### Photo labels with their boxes

━━━━━━━━

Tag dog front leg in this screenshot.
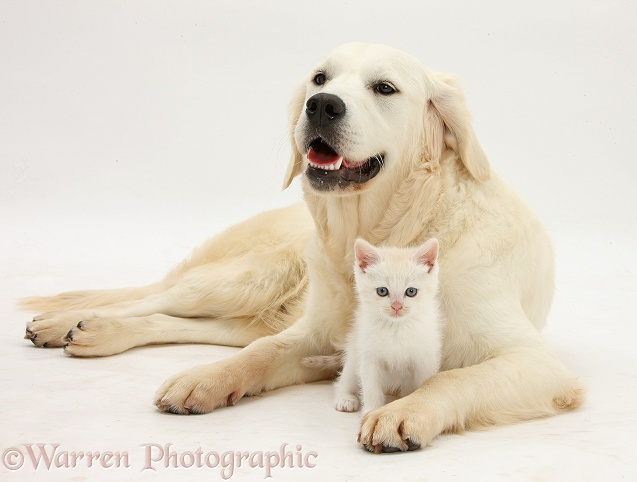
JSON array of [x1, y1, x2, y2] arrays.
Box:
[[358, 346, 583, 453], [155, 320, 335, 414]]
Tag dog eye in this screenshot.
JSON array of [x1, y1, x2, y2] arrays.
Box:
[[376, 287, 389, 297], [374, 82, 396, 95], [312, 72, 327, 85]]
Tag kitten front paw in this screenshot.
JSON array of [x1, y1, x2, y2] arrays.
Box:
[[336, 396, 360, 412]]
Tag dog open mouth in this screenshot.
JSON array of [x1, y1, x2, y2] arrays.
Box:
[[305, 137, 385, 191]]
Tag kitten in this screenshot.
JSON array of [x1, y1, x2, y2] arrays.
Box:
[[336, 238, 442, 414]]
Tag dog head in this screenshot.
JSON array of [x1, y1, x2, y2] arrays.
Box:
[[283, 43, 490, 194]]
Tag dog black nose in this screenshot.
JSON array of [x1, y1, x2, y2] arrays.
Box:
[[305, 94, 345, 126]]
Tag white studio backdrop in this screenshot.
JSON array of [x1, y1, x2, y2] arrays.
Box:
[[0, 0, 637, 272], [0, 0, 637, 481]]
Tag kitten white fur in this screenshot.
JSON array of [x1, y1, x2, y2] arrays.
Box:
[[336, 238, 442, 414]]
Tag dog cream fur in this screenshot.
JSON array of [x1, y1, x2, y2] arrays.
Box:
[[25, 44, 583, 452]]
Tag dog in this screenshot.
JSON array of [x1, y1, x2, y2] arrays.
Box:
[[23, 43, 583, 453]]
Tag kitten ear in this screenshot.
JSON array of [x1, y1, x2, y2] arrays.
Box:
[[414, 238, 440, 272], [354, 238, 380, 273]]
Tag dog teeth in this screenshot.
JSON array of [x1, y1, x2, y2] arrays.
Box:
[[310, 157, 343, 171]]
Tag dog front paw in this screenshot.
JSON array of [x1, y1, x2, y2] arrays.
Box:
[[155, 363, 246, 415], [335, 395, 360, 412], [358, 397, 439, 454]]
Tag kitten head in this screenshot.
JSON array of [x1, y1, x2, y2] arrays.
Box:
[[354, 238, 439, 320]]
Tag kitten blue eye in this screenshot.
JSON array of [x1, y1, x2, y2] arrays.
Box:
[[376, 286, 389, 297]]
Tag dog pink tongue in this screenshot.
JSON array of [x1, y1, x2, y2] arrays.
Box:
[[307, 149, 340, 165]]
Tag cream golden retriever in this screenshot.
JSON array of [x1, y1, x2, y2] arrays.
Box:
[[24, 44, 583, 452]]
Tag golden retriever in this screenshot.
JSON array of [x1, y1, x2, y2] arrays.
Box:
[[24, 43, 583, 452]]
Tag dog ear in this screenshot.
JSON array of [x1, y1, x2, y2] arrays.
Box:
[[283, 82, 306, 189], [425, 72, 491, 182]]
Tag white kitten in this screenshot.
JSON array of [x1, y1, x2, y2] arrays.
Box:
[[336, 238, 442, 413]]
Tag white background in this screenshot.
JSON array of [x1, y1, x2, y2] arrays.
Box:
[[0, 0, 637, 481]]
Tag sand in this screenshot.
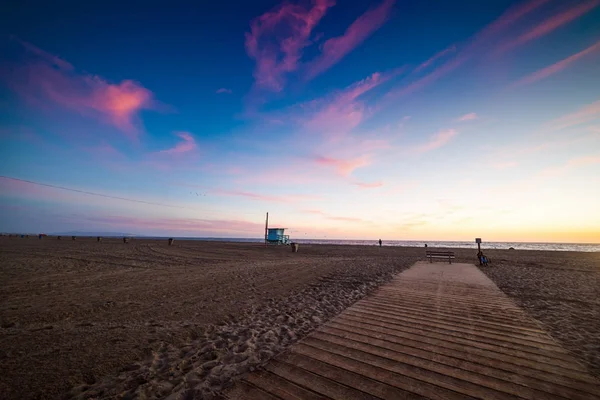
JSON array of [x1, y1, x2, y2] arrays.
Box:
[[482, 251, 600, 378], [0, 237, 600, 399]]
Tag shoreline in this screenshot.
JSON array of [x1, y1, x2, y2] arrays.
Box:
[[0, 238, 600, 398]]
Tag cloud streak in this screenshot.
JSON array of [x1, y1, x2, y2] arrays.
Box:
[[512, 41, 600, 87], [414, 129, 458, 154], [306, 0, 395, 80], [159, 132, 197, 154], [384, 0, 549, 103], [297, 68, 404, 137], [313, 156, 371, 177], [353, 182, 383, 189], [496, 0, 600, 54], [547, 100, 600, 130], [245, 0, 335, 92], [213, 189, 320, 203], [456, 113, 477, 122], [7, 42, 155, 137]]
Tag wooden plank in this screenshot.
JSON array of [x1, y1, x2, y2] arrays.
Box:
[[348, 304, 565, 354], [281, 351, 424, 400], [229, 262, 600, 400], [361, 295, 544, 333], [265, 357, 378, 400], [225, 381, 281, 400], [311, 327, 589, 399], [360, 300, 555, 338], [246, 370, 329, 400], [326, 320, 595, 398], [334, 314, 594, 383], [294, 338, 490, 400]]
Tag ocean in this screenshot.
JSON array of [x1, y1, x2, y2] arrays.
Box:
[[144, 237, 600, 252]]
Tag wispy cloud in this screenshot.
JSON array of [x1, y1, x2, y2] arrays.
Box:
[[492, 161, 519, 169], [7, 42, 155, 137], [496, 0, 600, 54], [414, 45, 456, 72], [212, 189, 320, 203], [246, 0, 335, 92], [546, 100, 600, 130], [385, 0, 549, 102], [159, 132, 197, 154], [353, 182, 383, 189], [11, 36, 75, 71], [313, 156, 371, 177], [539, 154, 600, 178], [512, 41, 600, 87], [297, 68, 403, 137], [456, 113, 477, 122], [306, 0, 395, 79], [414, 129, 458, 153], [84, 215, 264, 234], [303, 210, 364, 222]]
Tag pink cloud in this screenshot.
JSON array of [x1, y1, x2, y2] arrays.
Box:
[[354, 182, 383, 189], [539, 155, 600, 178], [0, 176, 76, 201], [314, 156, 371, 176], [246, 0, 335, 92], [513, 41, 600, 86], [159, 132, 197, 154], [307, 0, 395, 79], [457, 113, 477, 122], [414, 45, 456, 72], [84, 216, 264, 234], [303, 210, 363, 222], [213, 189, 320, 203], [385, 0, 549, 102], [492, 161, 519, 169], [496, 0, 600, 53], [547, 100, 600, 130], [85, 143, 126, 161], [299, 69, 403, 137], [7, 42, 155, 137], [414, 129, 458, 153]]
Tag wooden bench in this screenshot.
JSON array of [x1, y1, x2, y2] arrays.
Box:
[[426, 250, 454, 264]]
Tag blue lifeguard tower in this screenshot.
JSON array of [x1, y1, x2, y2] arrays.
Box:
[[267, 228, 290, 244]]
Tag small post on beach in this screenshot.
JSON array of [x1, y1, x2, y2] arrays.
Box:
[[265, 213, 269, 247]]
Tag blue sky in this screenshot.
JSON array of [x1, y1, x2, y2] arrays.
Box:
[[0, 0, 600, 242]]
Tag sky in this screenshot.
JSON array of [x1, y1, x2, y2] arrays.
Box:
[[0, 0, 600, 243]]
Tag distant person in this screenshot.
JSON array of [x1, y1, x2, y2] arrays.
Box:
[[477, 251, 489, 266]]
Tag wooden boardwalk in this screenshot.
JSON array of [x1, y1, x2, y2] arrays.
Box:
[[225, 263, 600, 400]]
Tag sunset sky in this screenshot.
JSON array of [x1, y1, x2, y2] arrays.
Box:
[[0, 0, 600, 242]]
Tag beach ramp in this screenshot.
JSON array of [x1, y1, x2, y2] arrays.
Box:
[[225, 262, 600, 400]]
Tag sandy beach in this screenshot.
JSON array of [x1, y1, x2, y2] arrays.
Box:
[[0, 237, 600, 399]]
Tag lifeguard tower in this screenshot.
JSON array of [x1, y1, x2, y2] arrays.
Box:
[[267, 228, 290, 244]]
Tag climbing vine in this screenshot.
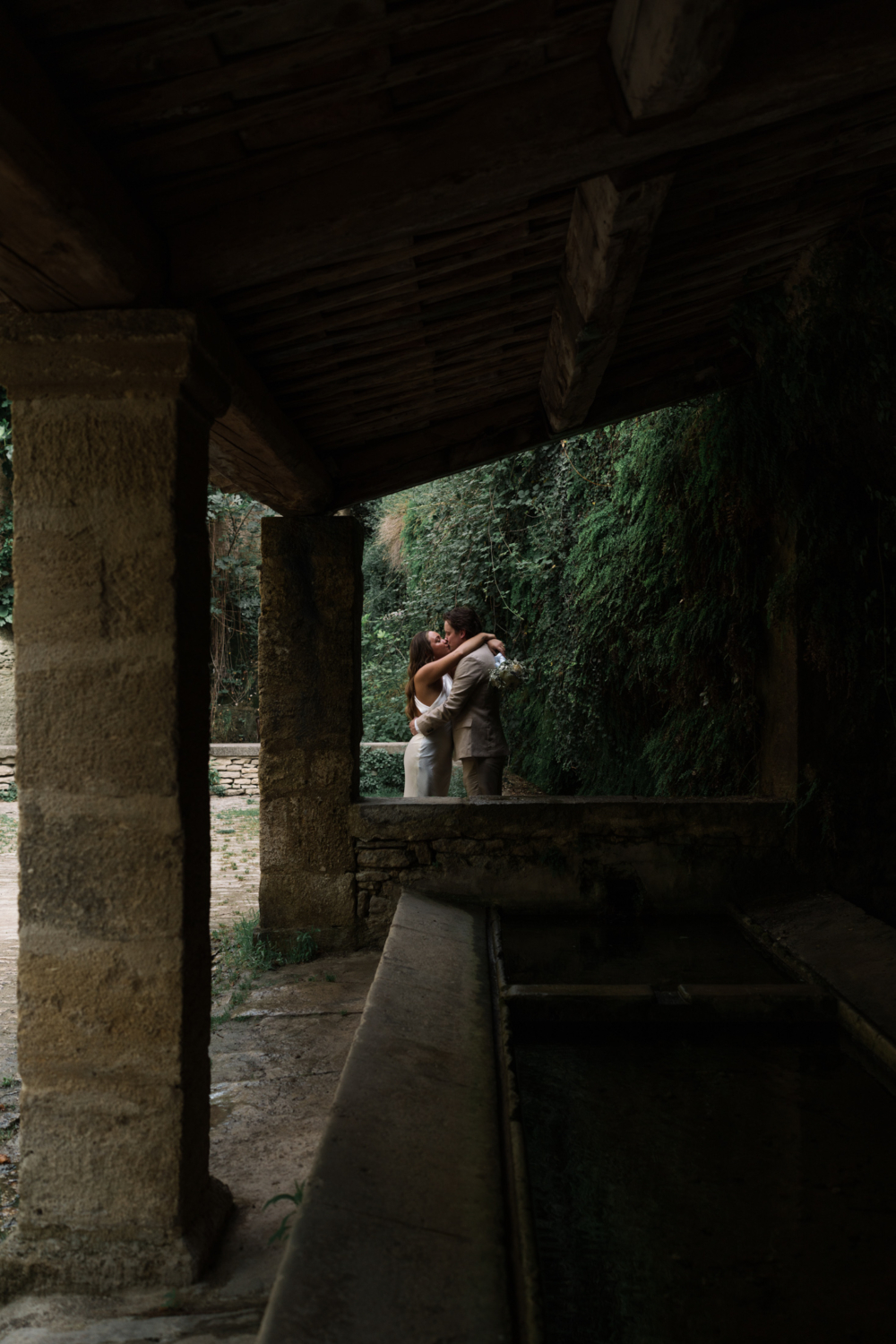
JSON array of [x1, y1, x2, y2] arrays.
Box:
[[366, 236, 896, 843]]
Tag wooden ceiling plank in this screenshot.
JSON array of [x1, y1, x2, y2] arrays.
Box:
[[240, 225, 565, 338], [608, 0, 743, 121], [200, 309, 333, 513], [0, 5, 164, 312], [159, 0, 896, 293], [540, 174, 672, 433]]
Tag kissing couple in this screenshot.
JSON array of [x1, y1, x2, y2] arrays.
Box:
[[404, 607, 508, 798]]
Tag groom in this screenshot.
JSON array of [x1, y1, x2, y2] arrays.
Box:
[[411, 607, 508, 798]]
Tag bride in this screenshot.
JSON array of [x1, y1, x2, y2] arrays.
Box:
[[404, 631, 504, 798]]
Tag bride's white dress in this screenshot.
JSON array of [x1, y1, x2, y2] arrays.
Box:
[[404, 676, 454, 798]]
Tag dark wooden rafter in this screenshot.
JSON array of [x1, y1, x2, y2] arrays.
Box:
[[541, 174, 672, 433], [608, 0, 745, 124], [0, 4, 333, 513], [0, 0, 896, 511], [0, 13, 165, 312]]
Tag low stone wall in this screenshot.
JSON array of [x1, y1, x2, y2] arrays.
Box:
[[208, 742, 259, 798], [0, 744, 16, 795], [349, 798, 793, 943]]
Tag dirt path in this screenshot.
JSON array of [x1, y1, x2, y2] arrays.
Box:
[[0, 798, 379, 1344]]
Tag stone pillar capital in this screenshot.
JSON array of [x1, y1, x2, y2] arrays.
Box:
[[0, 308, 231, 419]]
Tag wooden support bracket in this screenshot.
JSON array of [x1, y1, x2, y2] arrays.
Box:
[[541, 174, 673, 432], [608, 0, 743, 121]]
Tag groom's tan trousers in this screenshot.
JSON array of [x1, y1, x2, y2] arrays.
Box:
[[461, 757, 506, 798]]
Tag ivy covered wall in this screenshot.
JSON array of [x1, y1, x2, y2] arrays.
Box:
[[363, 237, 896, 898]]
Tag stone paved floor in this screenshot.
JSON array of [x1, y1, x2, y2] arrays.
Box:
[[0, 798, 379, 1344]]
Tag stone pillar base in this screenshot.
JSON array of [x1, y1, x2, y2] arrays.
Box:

━━━━━━━━

### GIVEN EXERCISE
Reproduce the records line for line, starting at the line that contains "Tag dog teeth in this screenshot." and ending at the line that contains "[[0, 238, 600, 398]]", with both of those lines included. Leave the pictures out of your copy.

### PROBLEM SOLUTION
Tag dog teeth in this screenshot.
JSON array of [x1, y1, x2, y2] arrays.
Box:
[[310, 157, 343, 171]]
Tag dog front paw in this screenshot.
JSON array of [x1, y1, x2, y2] arrays.
Box:
[[155, 363, 246, 415], [335, 395, 360, 412], [358, 397, 439, 454]]
Tag kitten head in this screenshot.
JSON array of [x1, y1, x2, y2] arrays.
Box:
[[354, 238, 439, 320]]
Tag kitten blue eye in this screenshot.
JSON array of [x1, y1, x2, y2] arrays.
Box:
[[376, 286, 389, 297]]
Tag dog pink tongue in this screenshot.
JSON array of [x1, y1, x2, y2] arrays.
Box:
[[307, 149, 340, 165]]
Tag cream golden retriever in this screenshot.
JSON array of [x1, y1, x2, y2] arrays.
Box:
[[24, 44, 583, 452]]
Tag golden retriever in this screenshot.
JSON array of [x1, y1, x2, y2] arrays.
Box:
[[24, 43, 583, 452]]
Tag dog ear in this screenshot.
JSON array of [x1, y1, x2, y2] arrays.
Box:
[[283, 82, 306, 189], [425, 72, 491, 182]]
Tag white kitten in this screenshot.
JSON array of [x1, y1, x2, y2] arrays.
Box:
[[336, 238, 442, 413]]
Tag white background in this screenshot.
JSON array of [x1, y1, x2, y2] arrays.
Box:
[[0, 0, 637, 481]]
Tag sand in this screenshot.
JSON array of [x1, y1, x2, y2] arrays.
Box:
[[482, 251, 600, 378], [0, 237, 600, 399]]
Tag shoreline in this screenshot.
JSON array of [x1, y1, x2, y2] arrays.
Box:
[[0, 238, 600, 398]]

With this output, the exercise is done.